* EXTRAIT DU TEXTE *
.....

En février 20171, j’ai publié une étude2 sur « un petit film de famille » qui serait passée inaperçue si on ne pouvait y voir Marcel Proust descendant les marches de l’église de la Madeleine à l’occasion d’un mariage, celui de son ami Armand de Guiche avec Elaine Greffulhe, le lundi 14 novembre 1904. Je fais alors l’expérience inattendue d’un buzz planétaire : les questions de journalistes fusent, les articles se multiplient. Un tweet notamment, posté à 6h20 du matin, le 13 février 2017, a mis le feu aux poudres : c’est celui de Jérôme Bastianelli, qui parle de « révélation » et de « première ». Dès lors les interviews se succèdent, 48h durant. Mais la plus intéressante sera donnée deux mois plus tard, jour pour jour, par Charles Dantzig, pour France Culture3.
Qu’en était-il de ce petit film issu des archives Gramont, et que quelques proustiens connaissaient pourtant, mais sans que l’identité de Marcel Proust ait jamais été formellement attestée ? Mon article, quant à lui, réunissait un faisceau de preuves issues d’une minutieuse enquête, qui put convaincre d’éminents spécialistes de l’écrivain tels que Luc Fraisse, Jérôme Bastianelli, ou Jean-Yves Tadié. Mais une question demeurait : comment un simple film, une apparition de quelques secondes sur une pellicule de 35 mm avait-elle pu créer un tel buzz médiatique, au point que, dès le 2e jour, on pouvait compter – m’a-t-on dit – 13 000 mentions sur internet, dans le monde entier ? Car, après tout, Marcel Proust n’était pas le soldat inconnu : de nombreuses photos étaient déjà connues, et livraient les traits de son visage quand ce film-là n’offrait qu’une image fugace, mal cadrée.
Le « grand monde » de Proust : mariage d’Armand de Guiche avec Elaine Greffuhle, 14 novembre 1904, durée : 1 min. 13 sec. Capture d’écran (40e seconde).

.....

* LIGNES AFFICHÉES *

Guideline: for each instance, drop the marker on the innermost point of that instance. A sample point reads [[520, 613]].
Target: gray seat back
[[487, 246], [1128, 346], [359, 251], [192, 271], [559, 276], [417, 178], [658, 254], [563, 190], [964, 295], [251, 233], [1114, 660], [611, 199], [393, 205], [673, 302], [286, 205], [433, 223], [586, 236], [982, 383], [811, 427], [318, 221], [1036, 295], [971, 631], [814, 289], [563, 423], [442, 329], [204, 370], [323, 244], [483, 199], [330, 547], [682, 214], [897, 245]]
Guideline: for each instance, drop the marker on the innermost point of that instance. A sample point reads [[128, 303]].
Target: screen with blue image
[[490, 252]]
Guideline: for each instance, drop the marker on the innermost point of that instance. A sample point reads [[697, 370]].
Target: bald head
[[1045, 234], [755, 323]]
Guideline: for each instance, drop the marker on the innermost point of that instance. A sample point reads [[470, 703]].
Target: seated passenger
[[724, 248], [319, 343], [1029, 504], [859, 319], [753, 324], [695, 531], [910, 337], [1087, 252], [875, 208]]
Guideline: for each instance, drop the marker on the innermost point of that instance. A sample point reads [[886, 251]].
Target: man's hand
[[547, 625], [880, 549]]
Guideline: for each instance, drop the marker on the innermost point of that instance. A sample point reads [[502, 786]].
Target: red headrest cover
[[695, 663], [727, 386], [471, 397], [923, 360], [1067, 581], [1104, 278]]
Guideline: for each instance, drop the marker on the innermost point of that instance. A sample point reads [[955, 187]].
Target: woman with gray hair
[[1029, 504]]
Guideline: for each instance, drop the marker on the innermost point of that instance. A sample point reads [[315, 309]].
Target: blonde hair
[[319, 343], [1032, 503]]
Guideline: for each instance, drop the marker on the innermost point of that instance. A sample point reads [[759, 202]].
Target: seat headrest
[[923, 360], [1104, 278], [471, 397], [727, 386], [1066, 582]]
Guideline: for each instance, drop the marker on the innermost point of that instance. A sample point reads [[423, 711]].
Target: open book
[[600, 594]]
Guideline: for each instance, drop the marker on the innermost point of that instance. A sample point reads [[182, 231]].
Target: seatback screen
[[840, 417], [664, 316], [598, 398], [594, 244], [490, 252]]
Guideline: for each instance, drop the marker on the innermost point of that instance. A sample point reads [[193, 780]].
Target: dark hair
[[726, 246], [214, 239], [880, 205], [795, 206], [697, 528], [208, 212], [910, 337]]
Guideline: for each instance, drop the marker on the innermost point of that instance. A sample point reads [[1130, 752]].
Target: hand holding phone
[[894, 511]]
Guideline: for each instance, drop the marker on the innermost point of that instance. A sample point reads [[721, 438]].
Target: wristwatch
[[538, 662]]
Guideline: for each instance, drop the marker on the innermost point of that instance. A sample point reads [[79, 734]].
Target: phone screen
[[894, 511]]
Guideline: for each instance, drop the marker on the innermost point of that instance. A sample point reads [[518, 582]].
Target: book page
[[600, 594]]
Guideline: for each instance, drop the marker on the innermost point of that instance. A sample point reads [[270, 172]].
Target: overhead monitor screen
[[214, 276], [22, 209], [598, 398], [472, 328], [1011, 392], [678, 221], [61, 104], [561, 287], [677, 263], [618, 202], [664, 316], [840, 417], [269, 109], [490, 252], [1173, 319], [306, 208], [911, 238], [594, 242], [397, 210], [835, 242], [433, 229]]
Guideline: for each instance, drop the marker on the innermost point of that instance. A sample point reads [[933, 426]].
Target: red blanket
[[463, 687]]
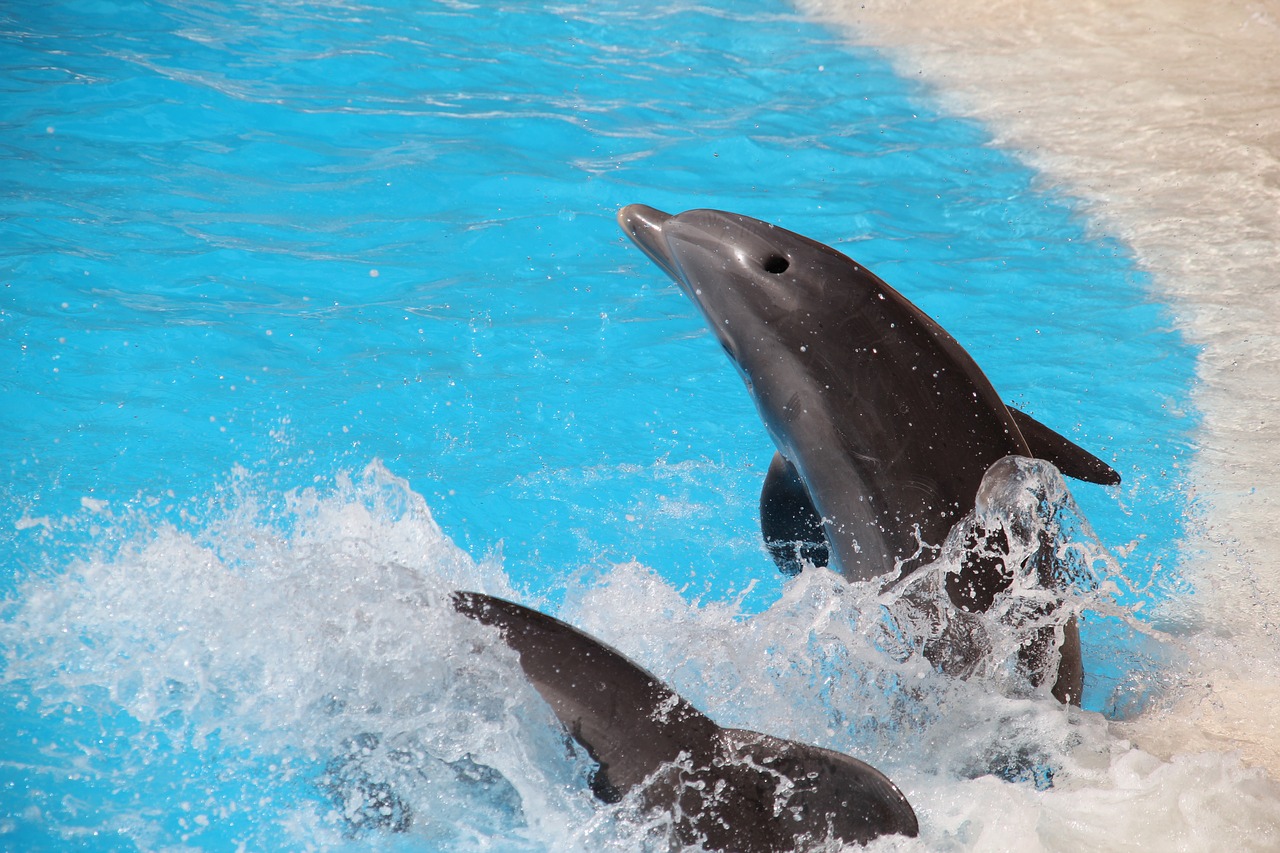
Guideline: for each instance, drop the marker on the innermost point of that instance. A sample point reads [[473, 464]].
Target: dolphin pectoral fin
[[1066, 456], [789, 520], [629, 721]]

.....

* EXERCICES *
- a) D'après l'extrait sur le film du mariage où apparaît Proust, qui a publié le tweet qui a mis le feu aux poudres ?
- b) Poursuivez l'extrait sur le film du mariage où apparaît Proust, à la suite de sa dernière phrase.

* CORRIGÉ DES EXERCICES *
- a) Jérôme Bastianelli.

- b)
Pour la séquence intégrale, voir le site du CNC. Lien : https://www.cnc.fr/cinema/actualites/le--grand-monde--de-proust--dans-les-archives-de-la-famille-greffulhe_1835161
La position la plus répandue au sujet des rapports entre Proust et le cinéma est double : d’un côté, on prétend que l’auteur de la Recherche détestait le cinéma; de l’autre, on affirme qu’il n’est jamais allé au cinéma. D’aucuns enchaînent même ces deux lieux communs sans voir qu’ils se contredisent. Mais outre le fait que Proust a vu des films, il importe de rappeler qu’il baigne aussi dans le climat cinéphobe des années 1910, sans que cela ne l’empêche d’être fortement intéressé par le cinématographe : il n’y a qu’à considérer le nombre de références cinématographiques qui traversent la Recherche. Considérer le rapport de Proust au cinéma, c’est un peu comme examiner le rapport de Baudelaire à la photographie : si un article hostile du critique d’art4 a pu fixer une position radicale transmise par l’histoire littéraire, le devoir de contextualisation, qui prend en compte la photophobie de son époque, ainsi qu’une considération diachronique plus précise, permettent de restituer bien des nuances. Baudelaire s’est fait tirer le portrait de nombreuses fois…
Il n’empêche, Proust considère le roman par rapport au cinéma, et selon un rapport de supériorité : le roman peut faire tout ce que peut faire le cinéma, mais en mieux ; il est donc, en quelque sorte, un mode de narration « surcinématographique ». Dans tous les cas, le cinéma permet de penser la littérature, quitte à réduire la puissance esthétique du 7e art lorsque, par exemple, loin de le considérer dans la complexité de ses diverses opérations (le découpage, le montage…), Proust critique le parti-pris « absurde » qui consiste à réduire le roman à « une sorte de défilé cinématographique des choses ». On voit bien ici que le cinéma devient le point d’appui d’une critique de la littérature de notation qui serait sans rapport avec le passé ou le futur ; dès lors le cinéma serait, pour reprendre l’expression proustienne, la restitution d’une réalité conçue, dans sa dimension la plus pauvre, comme un « déchet de l’expérience »5. Si Proust évoque bien, notamment dans une lettre écrite depuis Cabourg à Michel Plantevignes en septembre 1908, le « guignol cinématographique »6, il n’évoque pas moins, dans cette même lettre, son expérience de « l’appareil morne et magique »7 devant une vue montrant Saint-Omer. Ce témoignage prouve qu’il a bien vu des images animées, et sans doute ce ne sont pas les seules qu’il a pu voir. Dans le même temps, dans la Recherche, le cinéma se résume à un « défilé » de « vues » cinématographiques, telles que celles qu’on associe aux frères Lumière, et qui semblent se réduire à la capture du présent.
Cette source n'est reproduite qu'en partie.